(SELECTED TEXT Opens)

Over a century has elapsed since the discovery of IC engines.  Excluding a few development of rotary combustion engine the IC engines has still retained its basic anatomy.  As our knowledge of engine processes has increased, these engines have continued to develop on a scientific basis.  The present day engines have advances to satisfy the strict environmental constraints and fuel economy standards in addition to meeting in competitiveness of the world market. With the availability of sophisticated computer and electronic, instrumentation have added new refinement to the engine design.
From the past few decades, automobile industry has implemented many advance technologies to improve the efficiency and fuel economy of the vehicle and i-VTEC engine introduced by Honda in its 2002 Acura RSX Type S is one of such recent trend in automobile industry.     

                The latest and most sophisticated VTEC development is i-VTEC ("intelligent" VTEC), which combines features of all the various previous VTEC systems for even greater power band width and cleaner emissions. With the latest i-VTEC setup, at low rpm the timing of the intake valves is now staggered and their lift is asymmetric, which creates a swirl effect within the combustion chambers. At high rpm, the VTEC transitions as previously into a high-lift, long-duration cam profile.
            The i-VTEC system utilizes Honda's proprietary VTEC system and adds VTC (Variable Timing Control), which allows for dynamic/continuous intake valve timing and overlap control.

(SELECTED TEXT Closes)

**ABOUT THIS EXERCISE**: Extend the passage above on internal combustion engines and Honda's i-VTEC system, beginning right after its final sentence.

(DATASET EXTRACT Opens)

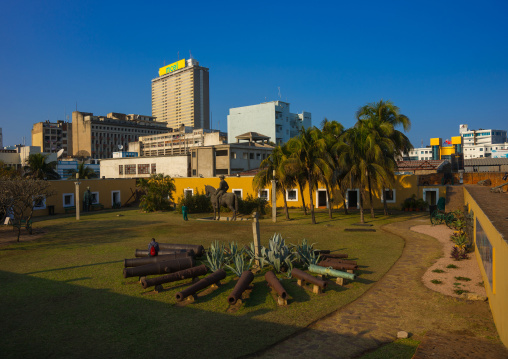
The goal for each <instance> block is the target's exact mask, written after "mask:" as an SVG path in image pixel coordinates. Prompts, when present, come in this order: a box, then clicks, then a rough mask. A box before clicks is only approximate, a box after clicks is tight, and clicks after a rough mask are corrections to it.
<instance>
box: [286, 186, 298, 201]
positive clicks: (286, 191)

(DATASET EXTRACT Closes)

**ANSWER TO THIS EXERCISE**:
The demanding aspects of fuel economy, ample torque, and clean emissions can all be controlled and provided at a higher level with VTEC (intake valve timing and lift control) and VTC (valve overlap control) combined.
Intelligent Variable Valve Timing Seminar
The i stands for intelligent: i-VTEC is intelligent-VTEC. Honda introduced many new innovations in i-VTEC, but the most significant one is the addition of a variable valve opening overlap mechanism to the VTEC system. Named VTC for Variable Timing Control, the current (initial) implementation is on the intake camshaft and allows the valve opening overlap between the intake and exhaust valves to be continuously varied during engine operation. This allows for a further refinement to the power delivery characteristics of VTEC, permitting fine-tuning of the mid-band power delivery of the engine.
VTEC (standing for Variable valve Timing and lift Electronic Control) does Honda Motor Co., Ltd. develop a system. The principle of the VTEC system is to optimize the amount of air-fuel charge entering, and the amount of exhaust gas leaving, the cylinders over the complete range of engine speed to provide good top-end output together with low and mid-range flexibility.
 VTEC system is a simple and fairly elegant method of endowing the engine with multiple camshaft profiles optimized for low and high RPM operations. Instead of only one cam lobe actuating each valve, there are two - one optimized for low RPM smoothness and one to maximize high RPM power output. Switching between the two cam lobes is controlled by the engine's management computer. As the engine speed is increased, more air/fuel mixture needs to be "inhaled" and "exhaled" by the engine. Thus to sustain high engine speeds, the intake and exhaust valves needs to open nice and wide.As engine RPM increases, a locking pin is pushed by oil pressure to bind the high RPM cam follower for operation. From this point on, the valve opens and closes according to the high-speed profile, which opens the valve further and for a longer time.

BASIC V-TEC MECHANISM                                    
                The basic mechanism used by the VTEC technology is a simple hydraulically actuated pin. This pin is hydraulically pushed horizontally to link up adjacent rocker arms. A spring mechanism is used to return the pin back to its original position.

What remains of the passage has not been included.